** begin INPUT FOR THIS TASK **

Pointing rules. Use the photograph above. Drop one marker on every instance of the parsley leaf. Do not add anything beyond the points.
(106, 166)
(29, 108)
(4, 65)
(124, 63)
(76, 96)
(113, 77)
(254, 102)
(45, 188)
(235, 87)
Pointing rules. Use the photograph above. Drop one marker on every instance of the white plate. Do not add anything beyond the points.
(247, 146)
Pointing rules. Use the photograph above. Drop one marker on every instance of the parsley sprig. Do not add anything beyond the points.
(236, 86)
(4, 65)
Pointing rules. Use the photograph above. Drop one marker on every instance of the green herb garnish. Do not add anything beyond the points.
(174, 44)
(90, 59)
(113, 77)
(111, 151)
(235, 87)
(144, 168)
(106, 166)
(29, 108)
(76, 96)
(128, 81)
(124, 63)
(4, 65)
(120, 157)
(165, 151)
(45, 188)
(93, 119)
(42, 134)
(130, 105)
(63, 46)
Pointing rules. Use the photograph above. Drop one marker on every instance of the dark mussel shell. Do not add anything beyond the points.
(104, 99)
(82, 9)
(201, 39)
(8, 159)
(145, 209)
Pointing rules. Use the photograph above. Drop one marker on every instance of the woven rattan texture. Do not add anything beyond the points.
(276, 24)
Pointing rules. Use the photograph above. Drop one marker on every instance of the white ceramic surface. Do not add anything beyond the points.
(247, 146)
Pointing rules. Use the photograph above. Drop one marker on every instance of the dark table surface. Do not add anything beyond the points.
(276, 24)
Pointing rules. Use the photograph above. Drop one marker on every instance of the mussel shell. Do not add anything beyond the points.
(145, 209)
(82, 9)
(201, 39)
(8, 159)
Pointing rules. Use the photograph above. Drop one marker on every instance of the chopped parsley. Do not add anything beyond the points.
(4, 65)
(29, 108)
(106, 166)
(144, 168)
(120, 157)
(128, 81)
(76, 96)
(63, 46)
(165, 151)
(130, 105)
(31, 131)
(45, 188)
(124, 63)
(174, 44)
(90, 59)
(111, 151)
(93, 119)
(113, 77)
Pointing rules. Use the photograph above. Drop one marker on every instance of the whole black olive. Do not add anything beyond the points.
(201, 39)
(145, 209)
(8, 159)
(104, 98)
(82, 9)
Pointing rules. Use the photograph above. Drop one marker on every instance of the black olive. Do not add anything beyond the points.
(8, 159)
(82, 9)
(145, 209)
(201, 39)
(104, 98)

** end INPUT FOR THIS TASK **

THE PROBLEM:
Reproduce all of the entries above, substituting "dot" for each occurrence of "marker" and changing nothing else.

THE COMPLETED TASK:
Pointing rules. Use the photograph above. Drop one dot on every instance of the parsley leaf. Do not add anything beyond the points.
(106, 166)
(29, 108)
(4, 65)
(124, 63)
(76, 96)
(113, 77)
(254, 102)
(45, 188)
(235, 87)
Pointing rules. Use the photograph above. Drop one dot on every instance of the white plate. Do not add anything beyond the points.
(247, 146)
Pointing rules. Use the photograph above. Drop one dot on every instance of the parsley sprig. Do not add anything beyond the points.
(236, 86)
(4, 65)
Pointing rules. Use the photograph above. Drop one dot on every instance of the green herb garnish. Do not add anything beyond the points.
(174, 44)
(90, 59)
(113, 77)
(111, 151)
(235, 87)
(144, 168)
(106, 166)
(29, 108)
(76, 96)
(128, 81)
(124, 63)
(4, 65)
(120, 157)
(165, 151)
(45, 188)
(93, 119)
(42, 134)
(130, 105)
(63, 46)
Pointing rules. Use the photograph above. Drop one dot on every instance of the dark mussel shell. Do not add anything beyond the points.
(104, 99)
(82, 9)
(201, 39)
(8, 159)
(145, 209)
Pointing rules. Use the photograph above. Drop one dot on every instance of the woven rattan texture. Do not add anything beyond the points.
(276, 24)
Pointing rules. Use the photograph above. Drop one dot on every instance of the white ceramic surface. Do not add anything beyond the points.
(247, 146)
Pointing rules. Use the photograph above. Drop one dot on every instance of the dark table surface. Do not add anything beyond the points.
(276, 24)
Pointing rules. Use the photograph above. Drop one dot on every instance of the mussel shell. Do not add anything beyond the points.
(145, 209)
(82, 9)
(201, 39)
(8, 159)
Pointing rules. Use the photograph above. Drop one dot on every instance of the chopped parsley. Do not add anything beyond the points.
(4, 65)
(29, 108)
(106, 166)
(144, 168)
(120, 157)
(128, 81)
(76, 96)
(63, 46)
(165, 151)
(130, 105)
(31, 131)
(45, 188)
(124, 63)
(174, 44)
(90, 59)
(111, 151)
(93, 119)
(113, 77)
Pointing rules. Use the photograph above. Drop one dot on every instance of the whole black olive. Do not add anything beyond the points.
(201, 39)
(145, 209)
(8, 159)
(104, 98)
(82, 9)
Pointing rules. Use the photograph above. Drop one dot on every instance of the black olive. Do not add anything beyond the points.
(8, 159)
(82, 9)
(145, 209)
(201, 39)
(104, 98)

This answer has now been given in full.